#### The data ####

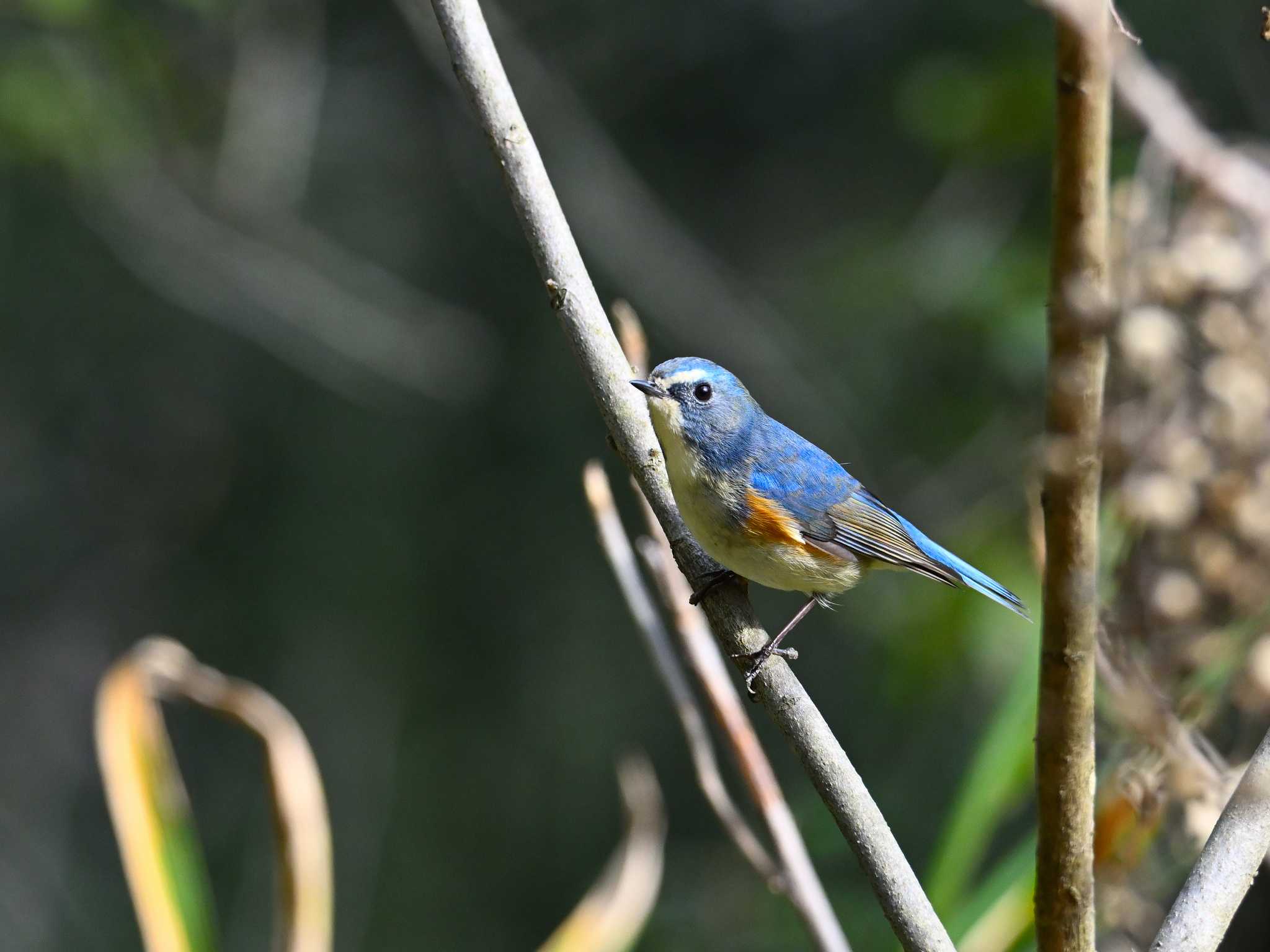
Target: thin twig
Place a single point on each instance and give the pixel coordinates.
(1202, 156)
(1119, 24)
(1215, 888)
(1073, 414)
(582, 318)
(273, 104)
(802, 881)
(636, 236)
(615, 909)
(648, 622)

####

Transcribe the data word for word, with no images.

__Task answer__
Target: thin twig
Place a single point on each instance and give the pixel coordinates.
(1202, 156)
(1119, 24)
(1215, 888)
(1073, 414)
(582, 318)
(273, 104)
(802, 881)
(636, 236)
(615, 909)
(648, 622)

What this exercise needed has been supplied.